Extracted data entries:
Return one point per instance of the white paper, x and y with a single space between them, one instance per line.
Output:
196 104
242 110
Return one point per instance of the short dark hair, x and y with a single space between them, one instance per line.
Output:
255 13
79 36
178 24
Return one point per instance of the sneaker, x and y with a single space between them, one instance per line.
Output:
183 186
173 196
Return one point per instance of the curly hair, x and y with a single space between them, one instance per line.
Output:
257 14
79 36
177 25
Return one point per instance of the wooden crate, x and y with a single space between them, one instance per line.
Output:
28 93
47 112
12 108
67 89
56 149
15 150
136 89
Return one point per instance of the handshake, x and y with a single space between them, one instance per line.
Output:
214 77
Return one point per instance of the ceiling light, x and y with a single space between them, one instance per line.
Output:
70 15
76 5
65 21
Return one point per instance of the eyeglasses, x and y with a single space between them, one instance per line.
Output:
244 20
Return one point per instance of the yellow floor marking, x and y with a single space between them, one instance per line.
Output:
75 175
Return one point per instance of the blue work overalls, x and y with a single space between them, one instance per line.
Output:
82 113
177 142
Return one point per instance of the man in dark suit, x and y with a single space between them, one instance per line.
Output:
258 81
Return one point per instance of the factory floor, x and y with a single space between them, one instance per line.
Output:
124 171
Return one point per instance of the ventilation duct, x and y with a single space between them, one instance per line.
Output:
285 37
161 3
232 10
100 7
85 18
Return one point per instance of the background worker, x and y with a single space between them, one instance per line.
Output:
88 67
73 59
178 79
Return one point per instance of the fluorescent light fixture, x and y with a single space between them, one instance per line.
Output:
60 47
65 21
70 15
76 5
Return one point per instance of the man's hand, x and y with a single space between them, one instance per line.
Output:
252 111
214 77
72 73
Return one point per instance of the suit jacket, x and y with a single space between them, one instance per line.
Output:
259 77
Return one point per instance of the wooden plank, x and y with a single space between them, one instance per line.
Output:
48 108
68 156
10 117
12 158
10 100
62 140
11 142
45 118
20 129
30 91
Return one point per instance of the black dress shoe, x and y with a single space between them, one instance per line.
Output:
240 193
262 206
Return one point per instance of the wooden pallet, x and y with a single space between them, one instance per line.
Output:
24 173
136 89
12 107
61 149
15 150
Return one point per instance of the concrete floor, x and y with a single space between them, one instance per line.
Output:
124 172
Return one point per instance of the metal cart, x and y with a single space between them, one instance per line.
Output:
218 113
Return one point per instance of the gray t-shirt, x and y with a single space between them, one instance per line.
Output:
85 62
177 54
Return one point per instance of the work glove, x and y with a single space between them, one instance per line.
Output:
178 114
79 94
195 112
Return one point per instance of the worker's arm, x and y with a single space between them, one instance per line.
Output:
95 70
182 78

SET EXERCISE
Take the line with "Return one point per instance of the suit" and all lines after it to the last line, and reproduce them exactly.

SOLUTION BELOW
Return one point per instance of the suit jacket, x and y with a single space between them, one instance per line.
Output:
259 77
Return one point per instance of the wooden plank, x and y with a single space between them, one instance per line.
Output:
48 108
68 156
10 117
12 158
10 100
62 140
11 142
45 118
20 129
30 91
Return one point per instance of the black dress shoe, x and y with a single space between them, one instance per line.
Output:
240 193
262 206
Return one point per instance of the wooden pallet, x and y with a single space between them, one instance per line.
Output:
24 173
136 89
12 107
61 149
15 150
Return one point per instance of the concrete floor, x and y with a single space between them, one instance per line.
Output:
124 172
Return one point per instance of the metal cart, x and y with a single space between them, one instance per line.
Output:
218 113
Return one point per instance of the gray t-shirt, x and y with a single space between them, one instance per line.
Output:
85 62
177 54
Return one point per instance of the work glove, x and y with a single space between them, one instance per line.
Output:
178 114
79 94
195 112
Return one point per instance of the worker's arm, x and y with a single space between them, one instance per line.
Output:
95 70
182 78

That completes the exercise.